GRODNO
Weißrussische Kulturmetropole zwischen Litauen und
Polen
Viele Belarussen behaupten, Grodno (bel.: Hrodna) sei
anders als andere weißrussische Städte. Irgendwie westlicher, europäischer.
Vielleicht liegt das daran, dass die Grenze zu Polen und Litauen ganz nah
liegt? Das gilt aber auch für Brest, das niemand je mit Grodno vergleichen
würde. Besonders groß ist die Stadt auch nicht. Was macht dann diese besondere
Atmosphäre aus, die sogar den Einheimischen auf den ersten Blick auffällt?
Worin liegt diese "Westlichkeit" der Stadt, die schon seit mehreren
Jahrhunderten ihr Bild prägt, obwohl die Zeit oft gnadenlos zu ihr war? Das mag
Grodno seiner Architektur verdanken, die trotz aller Kriege erstaunlich gut
erhalten ist, und so können wir die Pracht der Altstadt authentisch genießen.

■ **Ziel**
Kopiere den Text über Grodno vollständig und ohne jede Abweichung.

■ **Gespeicherte Daten**
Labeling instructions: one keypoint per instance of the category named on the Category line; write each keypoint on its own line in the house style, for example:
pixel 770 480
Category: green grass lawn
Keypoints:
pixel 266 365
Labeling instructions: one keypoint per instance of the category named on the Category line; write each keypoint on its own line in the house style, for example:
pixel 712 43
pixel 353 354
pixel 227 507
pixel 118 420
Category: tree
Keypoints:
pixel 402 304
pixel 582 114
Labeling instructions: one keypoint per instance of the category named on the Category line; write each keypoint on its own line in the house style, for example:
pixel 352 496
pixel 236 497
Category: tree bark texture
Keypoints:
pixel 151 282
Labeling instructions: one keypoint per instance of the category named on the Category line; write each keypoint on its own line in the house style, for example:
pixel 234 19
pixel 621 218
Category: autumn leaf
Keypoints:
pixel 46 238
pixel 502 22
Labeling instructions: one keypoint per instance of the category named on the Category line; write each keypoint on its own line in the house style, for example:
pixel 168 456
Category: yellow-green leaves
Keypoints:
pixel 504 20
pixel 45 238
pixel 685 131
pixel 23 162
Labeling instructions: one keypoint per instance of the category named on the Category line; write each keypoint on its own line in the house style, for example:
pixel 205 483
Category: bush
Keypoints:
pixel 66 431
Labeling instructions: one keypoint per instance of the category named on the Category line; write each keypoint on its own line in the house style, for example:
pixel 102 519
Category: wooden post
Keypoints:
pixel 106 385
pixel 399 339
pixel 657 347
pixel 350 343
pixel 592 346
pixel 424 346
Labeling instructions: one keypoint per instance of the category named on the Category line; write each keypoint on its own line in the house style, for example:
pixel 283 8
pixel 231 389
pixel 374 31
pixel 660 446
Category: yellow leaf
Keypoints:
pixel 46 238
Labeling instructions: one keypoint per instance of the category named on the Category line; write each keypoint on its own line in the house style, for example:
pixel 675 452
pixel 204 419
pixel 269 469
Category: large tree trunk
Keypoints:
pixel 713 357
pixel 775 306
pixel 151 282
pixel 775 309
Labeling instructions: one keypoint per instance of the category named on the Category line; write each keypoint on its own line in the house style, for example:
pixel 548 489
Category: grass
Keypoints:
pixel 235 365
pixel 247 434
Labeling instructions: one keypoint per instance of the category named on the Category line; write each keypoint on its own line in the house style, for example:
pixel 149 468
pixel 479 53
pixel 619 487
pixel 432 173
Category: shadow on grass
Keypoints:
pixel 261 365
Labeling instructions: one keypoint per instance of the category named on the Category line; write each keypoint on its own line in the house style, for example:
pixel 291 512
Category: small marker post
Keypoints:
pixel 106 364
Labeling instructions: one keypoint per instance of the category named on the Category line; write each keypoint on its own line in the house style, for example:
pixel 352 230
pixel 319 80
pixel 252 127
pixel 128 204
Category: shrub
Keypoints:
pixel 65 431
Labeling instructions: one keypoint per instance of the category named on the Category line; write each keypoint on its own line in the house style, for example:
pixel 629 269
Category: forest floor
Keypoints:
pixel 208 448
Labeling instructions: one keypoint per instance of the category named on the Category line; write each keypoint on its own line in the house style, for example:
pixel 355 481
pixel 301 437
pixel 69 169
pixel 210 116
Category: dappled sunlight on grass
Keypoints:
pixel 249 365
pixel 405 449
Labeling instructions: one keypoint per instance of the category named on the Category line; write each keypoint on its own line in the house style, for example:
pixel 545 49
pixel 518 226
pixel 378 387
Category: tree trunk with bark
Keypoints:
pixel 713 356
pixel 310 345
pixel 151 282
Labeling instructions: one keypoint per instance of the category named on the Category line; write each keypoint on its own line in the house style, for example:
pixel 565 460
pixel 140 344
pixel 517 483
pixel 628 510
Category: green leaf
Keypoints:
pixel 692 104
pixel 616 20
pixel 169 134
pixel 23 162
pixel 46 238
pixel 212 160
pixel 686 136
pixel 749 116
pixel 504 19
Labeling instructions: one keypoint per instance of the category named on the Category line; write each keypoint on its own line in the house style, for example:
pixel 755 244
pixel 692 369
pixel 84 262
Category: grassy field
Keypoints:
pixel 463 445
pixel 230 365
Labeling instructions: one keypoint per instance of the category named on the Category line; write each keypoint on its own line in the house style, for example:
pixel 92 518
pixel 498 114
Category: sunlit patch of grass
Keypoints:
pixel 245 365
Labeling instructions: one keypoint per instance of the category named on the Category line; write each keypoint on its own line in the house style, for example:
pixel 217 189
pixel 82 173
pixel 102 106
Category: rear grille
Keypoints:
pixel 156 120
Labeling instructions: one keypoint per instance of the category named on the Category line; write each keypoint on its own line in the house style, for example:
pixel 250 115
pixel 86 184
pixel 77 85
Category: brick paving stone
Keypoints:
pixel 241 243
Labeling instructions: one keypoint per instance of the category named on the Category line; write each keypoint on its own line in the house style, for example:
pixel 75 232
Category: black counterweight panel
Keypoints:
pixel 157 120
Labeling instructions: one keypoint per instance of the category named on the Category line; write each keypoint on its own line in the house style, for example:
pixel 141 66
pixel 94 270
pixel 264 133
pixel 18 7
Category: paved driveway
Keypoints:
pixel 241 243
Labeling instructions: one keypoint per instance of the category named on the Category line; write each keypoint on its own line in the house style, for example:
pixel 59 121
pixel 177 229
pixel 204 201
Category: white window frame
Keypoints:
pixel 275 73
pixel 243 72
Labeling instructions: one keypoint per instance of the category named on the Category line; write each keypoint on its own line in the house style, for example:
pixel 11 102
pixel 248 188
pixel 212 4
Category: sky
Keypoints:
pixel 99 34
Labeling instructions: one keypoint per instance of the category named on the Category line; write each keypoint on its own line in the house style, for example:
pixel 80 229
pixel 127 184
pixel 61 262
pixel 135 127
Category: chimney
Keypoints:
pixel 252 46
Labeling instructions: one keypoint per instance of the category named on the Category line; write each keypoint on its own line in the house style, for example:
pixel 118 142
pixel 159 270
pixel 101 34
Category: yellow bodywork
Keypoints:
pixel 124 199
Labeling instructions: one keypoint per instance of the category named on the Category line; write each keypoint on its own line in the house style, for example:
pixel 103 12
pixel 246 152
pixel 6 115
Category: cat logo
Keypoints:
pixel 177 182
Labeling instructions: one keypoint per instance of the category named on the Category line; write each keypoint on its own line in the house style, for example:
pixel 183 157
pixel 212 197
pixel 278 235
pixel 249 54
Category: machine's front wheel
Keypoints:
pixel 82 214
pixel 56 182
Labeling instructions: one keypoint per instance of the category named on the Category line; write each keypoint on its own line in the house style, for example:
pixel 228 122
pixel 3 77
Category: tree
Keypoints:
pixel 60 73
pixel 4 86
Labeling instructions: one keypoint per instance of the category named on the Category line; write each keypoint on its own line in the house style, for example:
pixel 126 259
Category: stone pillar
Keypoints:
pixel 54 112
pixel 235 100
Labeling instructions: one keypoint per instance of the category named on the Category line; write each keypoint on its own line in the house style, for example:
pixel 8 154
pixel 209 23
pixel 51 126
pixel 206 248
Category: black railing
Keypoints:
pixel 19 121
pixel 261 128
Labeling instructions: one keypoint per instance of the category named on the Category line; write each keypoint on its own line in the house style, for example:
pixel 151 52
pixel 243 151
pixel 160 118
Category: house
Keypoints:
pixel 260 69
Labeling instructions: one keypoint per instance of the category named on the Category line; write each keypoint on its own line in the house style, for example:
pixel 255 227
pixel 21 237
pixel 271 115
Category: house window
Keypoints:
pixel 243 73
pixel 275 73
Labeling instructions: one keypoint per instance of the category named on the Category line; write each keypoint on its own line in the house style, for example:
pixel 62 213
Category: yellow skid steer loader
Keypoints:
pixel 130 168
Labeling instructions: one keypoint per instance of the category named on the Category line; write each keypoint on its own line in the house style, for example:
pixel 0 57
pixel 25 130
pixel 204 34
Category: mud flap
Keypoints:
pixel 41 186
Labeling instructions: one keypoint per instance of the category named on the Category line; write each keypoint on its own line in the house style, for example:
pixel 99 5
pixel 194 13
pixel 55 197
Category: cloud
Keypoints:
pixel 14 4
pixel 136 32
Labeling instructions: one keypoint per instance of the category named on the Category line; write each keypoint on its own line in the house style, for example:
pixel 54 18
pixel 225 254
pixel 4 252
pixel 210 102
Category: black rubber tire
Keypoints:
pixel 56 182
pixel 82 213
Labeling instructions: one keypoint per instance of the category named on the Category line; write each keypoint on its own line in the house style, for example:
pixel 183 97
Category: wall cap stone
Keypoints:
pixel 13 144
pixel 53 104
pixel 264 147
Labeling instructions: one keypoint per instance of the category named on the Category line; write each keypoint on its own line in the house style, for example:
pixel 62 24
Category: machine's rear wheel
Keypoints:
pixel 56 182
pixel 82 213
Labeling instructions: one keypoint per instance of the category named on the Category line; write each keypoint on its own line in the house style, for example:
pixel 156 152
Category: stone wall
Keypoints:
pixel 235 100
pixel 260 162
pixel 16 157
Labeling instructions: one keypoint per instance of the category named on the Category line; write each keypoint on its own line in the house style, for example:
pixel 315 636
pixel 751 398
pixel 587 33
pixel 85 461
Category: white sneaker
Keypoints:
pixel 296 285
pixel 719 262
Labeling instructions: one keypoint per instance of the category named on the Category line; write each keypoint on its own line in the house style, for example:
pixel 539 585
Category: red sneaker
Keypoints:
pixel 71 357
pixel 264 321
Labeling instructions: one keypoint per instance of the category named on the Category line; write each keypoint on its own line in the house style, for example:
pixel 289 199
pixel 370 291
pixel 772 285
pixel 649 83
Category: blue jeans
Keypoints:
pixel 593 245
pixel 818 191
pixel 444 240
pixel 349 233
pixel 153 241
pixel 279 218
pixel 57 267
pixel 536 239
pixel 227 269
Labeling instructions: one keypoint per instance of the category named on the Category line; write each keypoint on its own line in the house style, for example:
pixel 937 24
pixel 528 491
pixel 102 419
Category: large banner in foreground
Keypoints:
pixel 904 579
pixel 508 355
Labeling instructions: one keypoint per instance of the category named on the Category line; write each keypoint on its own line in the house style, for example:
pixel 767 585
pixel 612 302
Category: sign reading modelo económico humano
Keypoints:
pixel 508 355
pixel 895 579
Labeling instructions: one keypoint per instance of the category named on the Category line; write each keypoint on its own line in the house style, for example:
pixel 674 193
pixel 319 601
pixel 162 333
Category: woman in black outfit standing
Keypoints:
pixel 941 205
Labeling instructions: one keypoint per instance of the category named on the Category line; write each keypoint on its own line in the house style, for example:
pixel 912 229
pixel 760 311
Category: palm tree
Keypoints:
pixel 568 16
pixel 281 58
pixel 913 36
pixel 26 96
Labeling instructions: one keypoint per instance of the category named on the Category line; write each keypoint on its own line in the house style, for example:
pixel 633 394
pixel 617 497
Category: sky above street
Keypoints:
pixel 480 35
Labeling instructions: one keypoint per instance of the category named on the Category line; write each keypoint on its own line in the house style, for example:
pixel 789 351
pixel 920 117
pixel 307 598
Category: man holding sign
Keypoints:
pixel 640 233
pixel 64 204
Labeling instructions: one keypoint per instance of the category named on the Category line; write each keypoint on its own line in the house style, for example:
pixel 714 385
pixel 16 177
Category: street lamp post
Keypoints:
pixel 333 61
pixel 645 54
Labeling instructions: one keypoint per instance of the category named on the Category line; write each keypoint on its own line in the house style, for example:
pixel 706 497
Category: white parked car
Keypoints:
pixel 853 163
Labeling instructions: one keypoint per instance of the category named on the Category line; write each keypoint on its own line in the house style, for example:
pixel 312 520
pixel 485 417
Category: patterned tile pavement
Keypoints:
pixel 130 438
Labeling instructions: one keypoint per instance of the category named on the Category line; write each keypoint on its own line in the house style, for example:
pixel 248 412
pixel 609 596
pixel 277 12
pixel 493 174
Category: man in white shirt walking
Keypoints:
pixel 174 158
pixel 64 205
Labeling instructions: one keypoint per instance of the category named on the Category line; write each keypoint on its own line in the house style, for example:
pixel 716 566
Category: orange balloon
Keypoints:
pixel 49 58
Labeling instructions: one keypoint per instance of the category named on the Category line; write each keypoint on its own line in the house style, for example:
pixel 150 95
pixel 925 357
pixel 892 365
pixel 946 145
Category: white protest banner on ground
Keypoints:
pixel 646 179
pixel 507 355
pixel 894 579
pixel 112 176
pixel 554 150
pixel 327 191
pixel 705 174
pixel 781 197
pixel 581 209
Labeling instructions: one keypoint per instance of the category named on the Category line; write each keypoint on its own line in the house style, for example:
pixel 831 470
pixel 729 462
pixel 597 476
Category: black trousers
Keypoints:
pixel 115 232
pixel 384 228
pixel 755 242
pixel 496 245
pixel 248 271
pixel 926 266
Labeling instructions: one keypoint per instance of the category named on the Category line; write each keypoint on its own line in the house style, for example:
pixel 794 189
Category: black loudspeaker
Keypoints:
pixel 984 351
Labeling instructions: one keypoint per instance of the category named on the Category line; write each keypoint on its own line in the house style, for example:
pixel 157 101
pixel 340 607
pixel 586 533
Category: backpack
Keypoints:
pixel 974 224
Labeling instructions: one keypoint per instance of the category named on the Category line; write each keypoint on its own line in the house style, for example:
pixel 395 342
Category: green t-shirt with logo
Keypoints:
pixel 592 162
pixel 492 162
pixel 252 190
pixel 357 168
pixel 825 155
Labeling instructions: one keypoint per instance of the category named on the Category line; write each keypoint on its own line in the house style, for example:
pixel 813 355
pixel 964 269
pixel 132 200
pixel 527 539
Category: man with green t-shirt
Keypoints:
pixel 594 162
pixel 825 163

■ **Antwort**
GRODNO
Weißrussische Kulturmetropole zwischen Litauen und
Polen
Viele Belarussen behaupten, Grodno (bel.: Hrodna) sei
anders als andere weißrussische Städte. Irgendwie westlicher, europäischer.
Vielleicht liegt das daran, dass die Grenze zu Polen und Litauen ganz nah
liegt? Das gilt aber auch für Brest, das niemand je mit Grodno vergleichen
würde. Besonders groß ist die Stadt auch nicht. Was macht dann diese besondere
Atmosphäre aus, die sogar den Einheimischen auf den ersten Blick auffällt?
Worin liegt diese "Westlichkeit" der Stadt, die schon seit mehreren
Jahrhunderten ihr Bild prägt, obwohl die Zeit oft gnadenlos zu ihr war? Das mag
Grodno seiner Architektur verdanken, die trotz aller Kriege erstaunlich gut
erhalten ist, und so können wir die Pracht der Altstadt authentisch genießen.